## What this task involves
Extract the data exactly, missing nothing.

## Material provided
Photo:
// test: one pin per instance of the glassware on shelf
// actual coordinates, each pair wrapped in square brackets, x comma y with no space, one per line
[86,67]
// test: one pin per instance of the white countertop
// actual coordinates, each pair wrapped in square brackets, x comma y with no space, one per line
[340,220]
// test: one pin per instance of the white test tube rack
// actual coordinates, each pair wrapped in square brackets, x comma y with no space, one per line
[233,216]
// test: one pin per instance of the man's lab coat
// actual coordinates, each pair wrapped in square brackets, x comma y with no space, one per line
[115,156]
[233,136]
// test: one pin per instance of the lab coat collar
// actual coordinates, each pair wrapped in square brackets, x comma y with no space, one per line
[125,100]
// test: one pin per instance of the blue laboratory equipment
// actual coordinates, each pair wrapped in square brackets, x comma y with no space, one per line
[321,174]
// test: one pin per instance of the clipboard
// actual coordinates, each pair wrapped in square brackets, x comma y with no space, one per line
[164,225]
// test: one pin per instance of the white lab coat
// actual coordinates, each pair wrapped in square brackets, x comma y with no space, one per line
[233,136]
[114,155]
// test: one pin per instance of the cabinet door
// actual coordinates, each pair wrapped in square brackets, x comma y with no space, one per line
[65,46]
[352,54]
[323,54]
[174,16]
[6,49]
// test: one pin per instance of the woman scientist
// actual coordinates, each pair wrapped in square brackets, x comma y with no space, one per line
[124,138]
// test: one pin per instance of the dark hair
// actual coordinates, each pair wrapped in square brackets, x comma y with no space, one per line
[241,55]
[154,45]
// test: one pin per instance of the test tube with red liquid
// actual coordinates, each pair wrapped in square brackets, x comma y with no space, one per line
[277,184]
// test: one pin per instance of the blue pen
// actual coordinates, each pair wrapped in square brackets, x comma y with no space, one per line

## Task result
Photo:
// test: one pin per instance of the glassware on shelf
// actual coordinates, each pair wrapped in square brackets, x comma y with no space, one per line
[86,67]
// test: one pin per instance of the white countertop
// actual coordinates, each pair wrapped in square brackets, x comma y with no space, one per line
[340,220]
// test: one pin per instance of the white test tube rack
// actual coordinates, each pair wrapped in square brackets, x comma y with no space, one per line
[233,216]
// test: one pin per instance of the man's lab coat
// actual coordinates, each pair wrapped in square brackets, x comma y with no space, one per line
[115,156]
[233,136]
// test: one pin per instance of the lab coat collar
// actual coordinates, each pair wrapped in square brackets, x comma y with no space, one per line
[125,100]
// test: one pin per instance of the blue laboratory equipment
// actual coordinates, each pair wrapped in square brackets, x comma y with no space, one per line
[321,174]
// test: one pin per instance of the clipboard
// actual coordinates, each pair wrapped in square brackets, x comma y with no space, one per line
[164,225]
// test: one pin per instance of the white lab coat
// actual coordinates, each pair wrapped in square brackets, x comma y with no space, one per line
[233,136]
[114,155]
// test: one pin per instance of the cabinet door
// actual coordinates, each pair wrapped in square brackets, x comma y with no space, one per line
[65,46]
[352,54]
[323,54]
[174,16]
[6,49]
// test: one pin per instance of the woman scientist
// actual coordinates, each pair wrapped in square brackets, x comma y with no space, one per line
[124,138]
// test: one pin per instance of the dark hair
// actual coordinates, each pair wrapped in square brackets, x comma y with no space, one per line
[241,55]
[154,45]
// test: one pin per instance of the test tube with red liquid
// actual coordinates, each pair wrapped in square brackets, x comma y with no space, one per line
[277,184]
// test: one pin per instance of the blue pen
// actual coordinates, each pair wrapped in square brackets, x comma y with no space, one per line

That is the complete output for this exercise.